### Task to complete
In the text on domestic cats and wildcats below, reproduce the passage word for word, starting with "The other technique" and going on through "they are related.".
Text block: Begin
The cat you have in your home today is the species Felis catus, the domestic cat. It is part of the larger cat family which includes other cats you may be familiar with such as lions and tigers. The cats which are the closest relatives to the cat in your home are the wildcats. There are five wildcat species, African wildcat, South African wildcat, European wildcat, Asiatic wildcat and the Chinese mountain cat. We know that all domestic cats are descended from the African wildcat 1. This is despite the fact that the native range of the African wildcat is North Africa and parts of the Middle East. We know it was therefore with the help of people that this cat species is now found worldwide. In fact, it is back in the Neolithic period around 9,500 years ago, around the time when farming began, when people initially started to move cats into Europe before moving them further afield 2. Humanity has only started keeping cats as pets in the last few hundred years, so this raises the question of why people would have moved cats around many thousands of years ago. The answer is likely because they they were useful for keeping rats and mice away from food stores.
European wildcats and domestic cats can be hard to distinguish. The European wildcat largely resembles the domestic tabby, with a brown, grey coat but is on average larger than the domestic cat. It is this size difference which allows zooarchaeologists (archaeologists who study animal bones) to distinguish between the two.
The other technique we use to distinguish between them is ancient DNA. Every living thing has DNA inside of it. We are able to extract this DNA from the bones and read the animal’s genetic code. Different species of cat have different genetic codes so, by comparing the genetic code of the bone against modern domestic cats and wildcats from around the world, we can figure out which species it was likely to be. The more closely the genetic code resembles that of a particular species, the more closely they are related.
European wildcats were once widespread in Britain. They arrived by themselves, back when Britain was still connected to the continent by a land bridge (up until around 8,000 years ago). Remains of these wildcats have been found at prehistoric sites across Britain. Up until around the Roman period, wildcats continued to be widespread across the country, but the date of their disappearance from southern Britain is unknown and is something that we are hoping to discover with our current research. A likely reason for this decline was the increase in hunting game for sport and the start of the gamekeeping profession. Another possible cause to their decline may have been the appearance of the domestic cat which is something we are hoping to find out more about. With the current evidence, this persecution by people plus the gradual decline of their natural habitat, the forest, seems to be the probable cause for their eventual disappearance from most of Britain in the 18th century.
Wildcats are now only present in the highlands of Scotland. European wildcats as a whole are listed in the International Union for the Conservation of Nature (IUCN) as least concern. However, in Scotland their numbers are low, and their conservation status has been listed as “bad” and “declining”3. We need to do all that we can to try and understand the distant ancestor of our pet cats to help conserve our only remaining native cat species.
The exact time of the arrival of domestic cats is still uncertain. The earliest confirmed evidence we have so far from our study, is the Roman period, not the Iron Age as previously thought. It is only through using ancient DNA analysis that we have been able to determine this with more clarity. This is an exciting finding, but this is only the start to our research on the arrival of cats to Britain and we hope to share with you even more interesting results soon, as we analyse our samples further. There is still lots to learn about our loveable but lazy pet cats.
1. Driscoll, C. a et al. The Near Eastern origin of cat domestication. Science 317, 519–23 (2007).
2. Ottoni, C. et al. The palaeogenetics of cat dispersal in the ancient world. Nature Ecology Evolution 1, 0139 (2017).
3. Yamaguchi, N., Kitchener, A., Driscoll, C. & Nussberger, B. V. Felis silvestris. IUCN Red List Threat. Species (2015).
Text block: End
Dataset records: Begin
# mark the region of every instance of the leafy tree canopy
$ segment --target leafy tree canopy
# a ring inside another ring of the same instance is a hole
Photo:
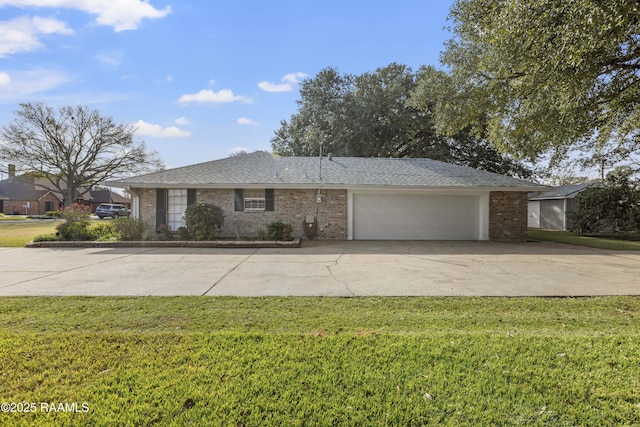
[[[531,171],[466,130],[436,132],[431,103],[409,100],[426,69],[392,63],[361,75],[326,68],[300,85],[298,112],[271,139],[280,155],[428,157],[498,173]],[[433,92],[437,92],[434,89]]]
[[[0,159],[46,178],[70,206],[80,189],[126,174],[162,168],[155,152],[133,140],[134,128],[116,124],[87,107],[56,112],[23,103],[15,120],[0,130]]]
[[[640,144],[640,4],[636,0],[458,0],[454,37],[434,82],[440,131],[471,127],[502,152],[602,162]],[[434,98],[429,99],[433,101]]]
Dataset records: End
### Your solution
The other technique we use to distinguish between them is ancient DNA. Every living thing has DNA inside of it. We are able to extract this DNA from the bones and read the animal’s genetic code. Different species of cat have different genetic codes so, by comparing the genetic code of the bone against modern domestic cats and wildcats from around the world, we can figure out which species it was likely to be. The more closely the genetic code resembles that of a particular species, the more closely they are related.